### WHAT YOU NEED TO DO
1 > In the cancer-diagnosis advice, how old were Melissa Berry's daughters when she was diagnosed?
2 > Reproduce the cancer-diagnosis advice word for word, everything from "Keep it simple" down to "they can understand.".

### SOURCE EXTRACT
Keep it simple and light for those younger
Melissa Berry, a five-year triple negative breast cancer survivor and mother of two, said that even if your children may be old enough to understand what cancer is, they may not be old enough to process everything that comes with it. Still, you can and should put it in terms that they can understand.
“My daughters were 11 and 7 at the time of my diagnosis,” she said. “I kept it as simple and light as I could. I decided to share just the bare minimum with them, then answer any questions that they had. I told them that I had breast cancer, and that I was going to be OK, But that I was going to have to take medicine that will make my hair fall out. And, that their Mummy would be very tired and even a little sick some days. They also handled the news incredibly well. I’m very lucky to have such a supportive family.”
Don’t be afraid to ask for help
When fashion stylist Brandi Murray‘s aunt was diagnosed with stage four metastasis colon cancer, she chose to keep it from her family because she didn’t feel right asking for help. Murray said that her biggest piece of advice is to let your loved ones help you.
“If you’re diagnosed with cancer, never let your friends, family or loved ones hurt silently because you are too prideful for them to see you experience a low,” she said. “My aunt chose not to divulge her health concerns to us – and even denied them to herself – when it was clear that she needed help. Once diagnosed, she denied people who loved her the ability to check in on her, call her or for us to even let them know it may have been close to the time to say goodbye. Never be ashamed of the hand life deals you and never be afraid to ask for help or support. Taking that ability from people hurts just as much as them going through it with you.

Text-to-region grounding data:
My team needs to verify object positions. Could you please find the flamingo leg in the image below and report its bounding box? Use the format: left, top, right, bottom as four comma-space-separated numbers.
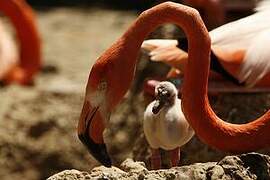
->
169, 147, 180, 167
151, 148, 161, 170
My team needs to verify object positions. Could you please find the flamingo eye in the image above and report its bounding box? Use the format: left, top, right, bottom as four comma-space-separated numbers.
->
98, 81, 107, 91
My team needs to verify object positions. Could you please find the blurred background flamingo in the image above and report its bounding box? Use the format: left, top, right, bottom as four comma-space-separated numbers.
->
78, 3, 270, 166
142, 0, 270, 90
0, 0, 41, 85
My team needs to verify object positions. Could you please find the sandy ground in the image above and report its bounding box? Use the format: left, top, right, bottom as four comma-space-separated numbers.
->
0, 7, 136, 180
0, 7, 270, 180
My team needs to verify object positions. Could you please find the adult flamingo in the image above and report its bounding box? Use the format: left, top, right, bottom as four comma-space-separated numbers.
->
183, 0, 225, 29
142, 1, 270, 87
78, 2, 270, 166
0, 0, 41, 85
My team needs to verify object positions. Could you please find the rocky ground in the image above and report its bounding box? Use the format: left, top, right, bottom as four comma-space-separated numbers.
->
0, 3, 270, 180
48, 153, 270, 180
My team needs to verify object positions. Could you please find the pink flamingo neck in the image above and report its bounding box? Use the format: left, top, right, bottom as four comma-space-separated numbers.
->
100, 2, 270, 152
0, 0, 41, 83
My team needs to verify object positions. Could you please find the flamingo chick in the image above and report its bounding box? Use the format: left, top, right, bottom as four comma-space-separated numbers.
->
143, 81, 194, 169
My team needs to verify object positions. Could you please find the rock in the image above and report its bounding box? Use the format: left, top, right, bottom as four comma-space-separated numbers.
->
48, 153, 270, 180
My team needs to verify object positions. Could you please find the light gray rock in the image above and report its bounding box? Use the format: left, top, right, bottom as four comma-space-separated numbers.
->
48, 153, 270, 180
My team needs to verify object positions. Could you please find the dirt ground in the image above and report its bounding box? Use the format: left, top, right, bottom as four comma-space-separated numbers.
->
0, 4, 270, 180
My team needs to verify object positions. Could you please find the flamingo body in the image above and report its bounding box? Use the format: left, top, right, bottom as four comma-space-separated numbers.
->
143, 82, 194, 150
143, 81, 194, 169
142, 1, 270, 87
0, 0, 41, 85
78, 2, 270, 166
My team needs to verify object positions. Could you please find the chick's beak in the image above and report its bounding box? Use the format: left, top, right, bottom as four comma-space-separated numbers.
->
78, 101, 112, 167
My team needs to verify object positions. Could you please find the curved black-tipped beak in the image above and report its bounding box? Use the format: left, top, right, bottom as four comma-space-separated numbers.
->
78, 102, 112, 167
152, 99, 165, 114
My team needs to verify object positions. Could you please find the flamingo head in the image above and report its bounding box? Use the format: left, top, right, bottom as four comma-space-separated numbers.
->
78, 53, 132, 166
152, 81, 177, 114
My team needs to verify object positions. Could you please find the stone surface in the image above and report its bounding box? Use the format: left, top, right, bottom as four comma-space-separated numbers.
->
48, 153, 270, 180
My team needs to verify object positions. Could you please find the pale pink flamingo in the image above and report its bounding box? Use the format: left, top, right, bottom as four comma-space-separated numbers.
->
0, 0, 41, 85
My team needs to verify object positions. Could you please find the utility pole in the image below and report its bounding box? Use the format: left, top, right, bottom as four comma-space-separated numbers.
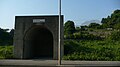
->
58, 0, 61, 65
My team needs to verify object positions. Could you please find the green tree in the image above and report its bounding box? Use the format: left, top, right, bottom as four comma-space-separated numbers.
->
89, 23, 100, 29
64, 20, 75, 35
0, 28, 13, 45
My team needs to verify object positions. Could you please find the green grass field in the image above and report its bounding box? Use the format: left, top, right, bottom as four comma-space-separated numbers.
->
63, 40, 120, 61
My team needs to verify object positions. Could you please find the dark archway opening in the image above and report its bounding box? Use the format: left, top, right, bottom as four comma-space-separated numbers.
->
25, 28, 53, 59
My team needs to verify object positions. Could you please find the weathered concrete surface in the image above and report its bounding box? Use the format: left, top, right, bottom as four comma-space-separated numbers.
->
14, 15, 64, 59
0, 59, 120, 67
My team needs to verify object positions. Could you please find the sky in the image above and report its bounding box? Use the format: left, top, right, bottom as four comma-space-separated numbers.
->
0, 0, 120, 29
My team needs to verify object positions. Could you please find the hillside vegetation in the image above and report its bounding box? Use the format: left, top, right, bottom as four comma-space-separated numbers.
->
63, 10, 120, 61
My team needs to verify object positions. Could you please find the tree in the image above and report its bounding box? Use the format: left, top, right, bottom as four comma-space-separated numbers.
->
89, 23, 100, 29
0, 28, 13, 45
101, 10, 120, 29
64, 20, 75, 35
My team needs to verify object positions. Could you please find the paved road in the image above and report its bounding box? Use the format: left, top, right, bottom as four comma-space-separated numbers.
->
0, 59, 120, 67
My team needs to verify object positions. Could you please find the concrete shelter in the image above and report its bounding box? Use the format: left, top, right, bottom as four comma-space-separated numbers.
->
14, 15, 64, 59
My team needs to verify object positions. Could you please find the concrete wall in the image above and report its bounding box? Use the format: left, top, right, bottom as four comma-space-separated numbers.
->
14, 15, 64, 59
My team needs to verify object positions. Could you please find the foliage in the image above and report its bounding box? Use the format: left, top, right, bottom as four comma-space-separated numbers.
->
64, 20, 75, 35
0, 28, 14, 46
101, 10, 120, 29
109, 31, 120, 41
0, 46, 13, 59
63, 40, 120, 61
89, 23, 100, 29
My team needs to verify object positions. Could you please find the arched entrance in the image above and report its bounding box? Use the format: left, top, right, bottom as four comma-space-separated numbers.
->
24, 26, 53, 58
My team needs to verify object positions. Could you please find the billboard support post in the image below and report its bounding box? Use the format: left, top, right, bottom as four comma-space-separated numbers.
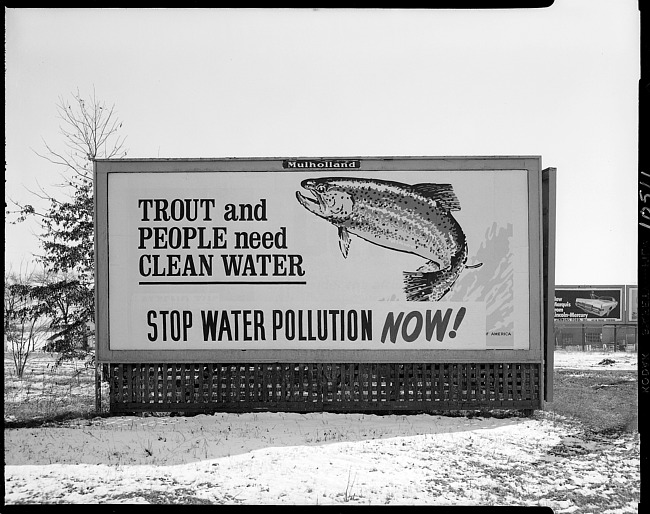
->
94, 156, 552, 412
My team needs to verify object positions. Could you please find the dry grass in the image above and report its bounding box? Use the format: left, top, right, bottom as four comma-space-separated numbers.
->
4, 352, 108, 426
547, 369, 639, 435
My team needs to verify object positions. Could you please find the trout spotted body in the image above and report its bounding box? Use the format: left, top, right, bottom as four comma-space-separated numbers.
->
296, 178, 478, 300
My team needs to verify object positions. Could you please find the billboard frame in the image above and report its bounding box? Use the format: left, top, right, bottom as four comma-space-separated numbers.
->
94, 156, 554, 363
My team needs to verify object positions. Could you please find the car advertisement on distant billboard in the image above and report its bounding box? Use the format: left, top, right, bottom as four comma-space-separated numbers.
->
627, 286, 639, 323
555, 286, 624, 322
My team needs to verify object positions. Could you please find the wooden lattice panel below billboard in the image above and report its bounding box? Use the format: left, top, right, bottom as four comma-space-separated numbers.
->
109, 363, 540, 412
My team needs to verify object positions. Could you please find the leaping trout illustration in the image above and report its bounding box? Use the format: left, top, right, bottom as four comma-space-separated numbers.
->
296, 177, 482, 301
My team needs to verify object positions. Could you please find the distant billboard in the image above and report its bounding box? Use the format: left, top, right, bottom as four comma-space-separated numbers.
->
555, 286, 625, 322
626, 286, 639, 322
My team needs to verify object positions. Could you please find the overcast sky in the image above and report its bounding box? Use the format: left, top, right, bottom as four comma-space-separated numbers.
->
5, 4, 639, 285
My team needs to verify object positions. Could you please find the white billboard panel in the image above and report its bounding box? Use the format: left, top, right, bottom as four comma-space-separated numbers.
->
106, 166, 538, 352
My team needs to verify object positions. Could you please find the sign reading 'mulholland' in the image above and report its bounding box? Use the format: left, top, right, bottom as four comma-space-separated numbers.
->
282, 159, 361, 169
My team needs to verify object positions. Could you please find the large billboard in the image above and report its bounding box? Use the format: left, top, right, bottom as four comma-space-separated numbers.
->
96, 159, 541, 360
555, 286, 625, 323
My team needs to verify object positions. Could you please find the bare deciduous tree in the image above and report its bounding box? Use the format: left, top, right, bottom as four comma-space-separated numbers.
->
6, 91, 127, 356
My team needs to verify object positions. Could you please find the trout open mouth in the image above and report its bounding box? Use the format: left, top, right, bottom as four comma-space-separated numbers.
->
296, 180, 326, 215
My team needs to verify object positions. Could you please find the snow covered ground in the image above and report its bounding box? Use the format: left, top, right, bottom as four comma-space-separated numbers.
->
5, 352, 640, 506
553, 350, 638, 371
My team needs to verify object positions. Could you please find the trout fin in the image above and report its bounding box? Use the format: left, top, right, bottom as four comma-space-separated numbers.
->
403, 270, 455, 302
412, 184, 460, 211
339, 227, 350, 259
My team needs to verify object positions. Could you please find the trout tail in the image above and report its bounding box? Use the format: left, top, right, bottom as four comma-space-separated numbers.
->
404, 245, 483, 302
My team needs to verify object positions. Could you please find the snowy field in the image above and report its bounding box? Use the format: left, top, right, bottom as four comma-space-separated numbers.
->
4, 351, 640, 506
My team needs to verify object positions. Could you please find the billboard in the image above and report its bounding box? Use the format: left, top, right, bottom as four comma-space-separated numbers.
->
626, 286, 639, 323
555, 286, 625, 322
96, 158, 541, 361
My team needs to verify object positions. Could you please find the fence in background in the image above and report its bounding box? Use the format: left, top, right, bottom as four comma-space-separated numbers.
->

### RESPONSES IN ORDER
1 > They were 11 and 7.

2 >
Keep it simple and light for those younger
Melissa Berry, a five-year triple negative breast cancer survivor and mother of two, said that even if your children may be old enough to understand what cancer is, they may not be old enough to process everything that comes with it. Still, you can and should put it in terms that they can understand.